> **WHAT TO PRODUCE**
Rescale everything from the start of the lines down to the line containing "[191,566,500,606]", both ends included, by writing those lines out again in full with each bounding-box coordinate multiplied by 2.05 and rounded to a whole number, halves rounding up. Leave the pictures out.

◇ ◇ ◇ ◇ ◇ ◇ ◇

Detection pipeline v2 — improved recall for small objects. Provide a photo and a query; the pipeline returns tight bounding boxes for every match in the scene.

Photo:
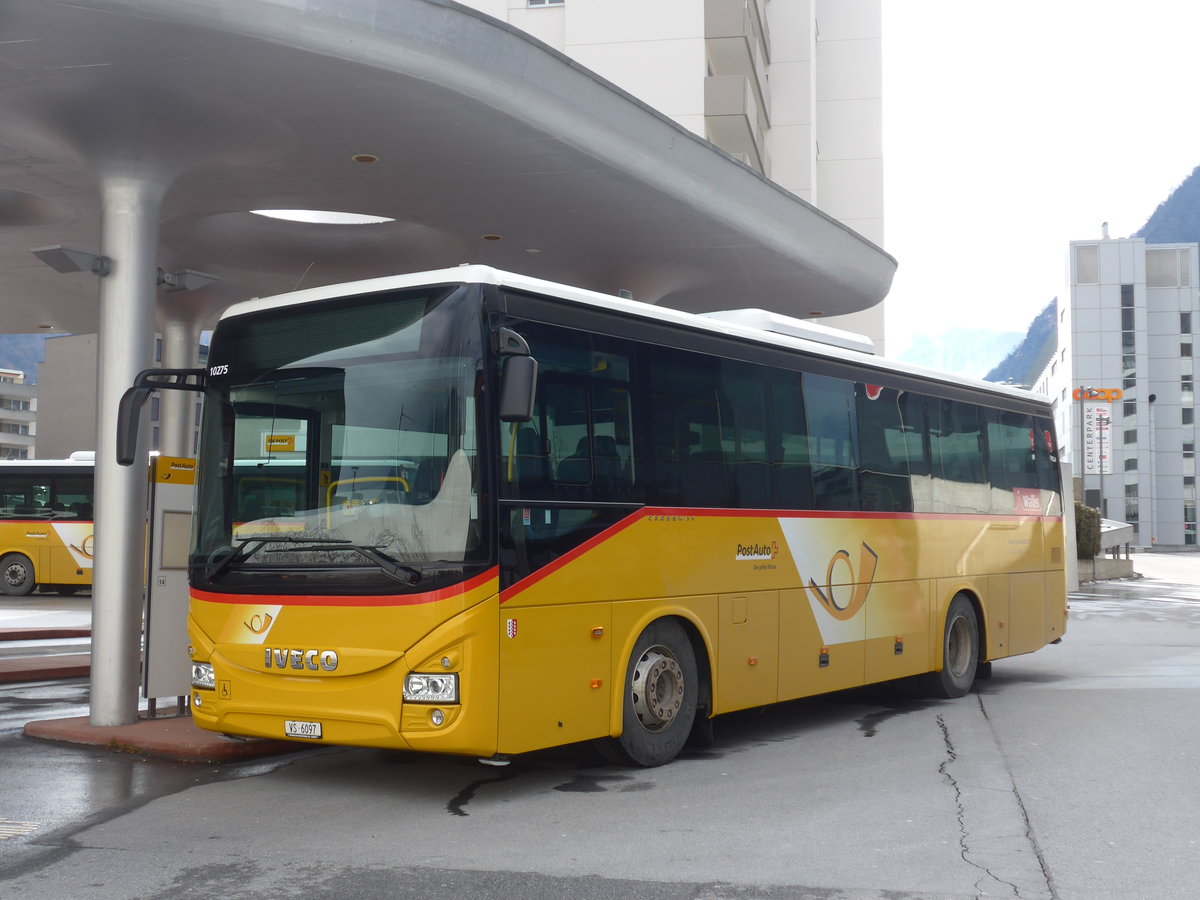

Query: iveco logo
[263,647,337,672]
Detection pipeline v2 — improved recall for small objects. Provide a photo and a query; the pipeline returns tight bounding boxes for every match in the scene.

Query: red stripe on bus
[191,566,500,606]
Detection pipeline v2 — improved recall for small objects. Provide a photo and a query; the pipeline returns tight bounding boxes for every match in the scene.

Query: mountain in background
[1133,166,1200,244]
[983,298,1058,388]
[896,328,1021,378]
[0,335,46,384]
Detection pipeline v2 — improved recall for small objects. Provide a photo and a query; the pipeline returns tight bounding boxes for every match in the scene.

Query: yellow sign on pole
[263,434,296,454]
[154,456,196,485]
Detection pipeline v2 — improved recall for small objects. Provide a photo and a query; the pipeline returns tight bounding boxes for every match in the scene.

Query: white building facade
[453,0,883,353]
[1046,239,1200,548]
[0,368,37,460]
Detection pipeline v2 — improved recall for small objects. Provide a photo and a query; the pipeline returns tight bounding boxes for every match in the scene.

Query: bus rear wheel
[601,619,698,768]
[920,594,979,700]
[0,553,35,596]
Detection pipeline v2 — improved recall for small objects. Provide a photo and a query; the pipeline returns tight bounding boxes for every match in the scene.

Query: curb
[0,653,91,684]
[24,715,302,762]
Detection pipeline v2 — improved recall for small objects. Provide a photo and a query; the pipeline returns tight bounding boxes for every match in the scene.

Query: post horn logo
[809,541,880,622]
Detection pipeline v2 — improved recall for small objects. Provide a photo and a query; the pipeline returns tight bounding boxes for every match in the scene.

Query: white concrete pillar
[90,173,166,726]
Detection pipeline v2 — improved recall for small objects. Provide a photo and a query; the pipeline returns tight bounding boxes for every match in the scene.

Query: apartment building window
[1146,248,1192,288]
[1075,244,1099,284]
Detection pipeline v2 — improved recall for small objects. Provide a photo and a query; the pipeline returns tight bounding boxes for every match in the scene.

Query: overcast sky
[883,0,1200,355]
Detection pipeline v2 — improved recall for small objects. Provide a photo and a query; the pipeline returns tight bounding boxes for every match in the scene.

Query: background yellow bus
[122,266,1067,766]
[0,451,95,596]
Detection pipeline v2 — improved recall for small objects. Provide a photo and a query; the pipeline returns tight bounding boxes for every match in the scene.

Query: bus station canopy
[0,0,895,726]
[0,0,894,334]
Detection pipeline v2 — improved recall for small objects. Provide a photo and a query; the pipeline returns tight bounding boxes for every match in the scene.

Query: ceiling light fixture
[251,209,396,224]
[30,244,113,277]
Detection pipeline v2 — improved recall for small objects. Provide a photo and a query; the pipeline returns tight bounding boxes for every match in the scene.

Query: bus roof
[221,264,1050,406]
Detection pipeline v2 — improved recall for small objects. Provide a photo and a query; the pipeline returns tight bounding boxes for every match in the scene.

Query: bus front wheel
[0,553,35,596]
[922,594,979,700]
[601,619,698,767]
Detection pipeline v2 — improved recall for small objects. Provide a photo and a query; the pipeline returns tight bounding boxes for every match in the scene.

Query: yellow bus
[119,266,1067,766]
[0,451,95,596]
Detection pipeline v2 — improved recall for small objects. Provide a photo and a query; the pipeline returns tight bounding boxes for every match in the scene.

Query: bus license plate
[283,719,320,738]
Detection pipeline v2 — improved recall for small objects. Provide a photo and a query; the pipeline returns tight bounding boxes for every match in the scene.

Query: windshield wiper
[206,534,421,584]
[204,538,273,584]
[262,535,421,584]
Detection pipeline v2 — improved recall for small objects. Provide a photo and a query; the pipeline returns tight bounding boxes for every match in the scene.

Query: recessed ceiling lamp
[251,209,396,224]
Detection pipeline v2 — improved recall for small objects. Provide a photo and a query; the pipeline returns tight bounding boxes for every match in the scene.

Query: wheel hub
[632,647,684,731]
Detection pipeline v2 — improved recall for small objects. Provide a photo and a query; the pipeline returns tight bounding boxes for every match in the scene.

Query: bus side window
[770,372,816,509]
[854,384,919,512]
[804,373,859,510]
[929,400,991,512]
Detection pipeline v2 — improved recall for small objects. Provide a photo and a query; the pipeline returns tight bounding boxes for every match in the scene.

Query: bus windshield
[191,288,488,594]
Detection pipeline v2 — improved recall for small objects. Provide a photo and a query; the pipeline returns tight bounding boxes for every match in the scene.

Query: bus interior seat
[733,460,775,509]
[679,450,732,506]
[554,434,590,485]
[514,425,550,487]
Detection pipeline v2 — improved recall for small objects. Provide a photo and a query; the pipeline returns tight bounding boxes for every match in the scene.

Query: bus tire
[0,553,37,596]
[920,602,979,700]
[604,619,700,768]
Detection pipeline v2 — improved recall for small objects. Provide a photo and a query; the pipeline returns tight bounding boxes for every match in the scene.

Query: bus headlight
[404,672,458,703]
[192,662,217,691]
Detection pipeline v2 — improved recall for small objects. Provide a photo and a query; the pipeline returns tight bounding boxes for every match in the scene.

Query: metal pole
[90,173,166,726]
[158,318,199,456]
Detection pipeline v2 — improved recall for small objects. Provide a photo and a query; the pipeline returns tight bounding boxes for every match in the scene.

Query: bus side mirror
[116,388,154,466]
[499,356,538,422]
[116,368,206,466]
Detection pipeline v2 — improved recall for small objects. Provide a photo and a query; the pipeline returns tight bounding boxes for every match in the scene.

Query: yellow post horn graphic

◇ ◇ ◇ ◇ ◇ ◇ ◇

> **FULL OUTPUT**
Detection pipeline v2 — improved recall for small objects. Provide a photo and a query; the pipeline returns tight bounding boxes for every match in the scene.

Photo:

Query: iveco logo
[539,1326,691,1378]
Detection pipeline v2 — improved recall for small objects. Provide a photo and a query; the pipeline returns tight bounding boxes for every match in the scene.

Query: red stripe on bus
[392,1160,1025,1242]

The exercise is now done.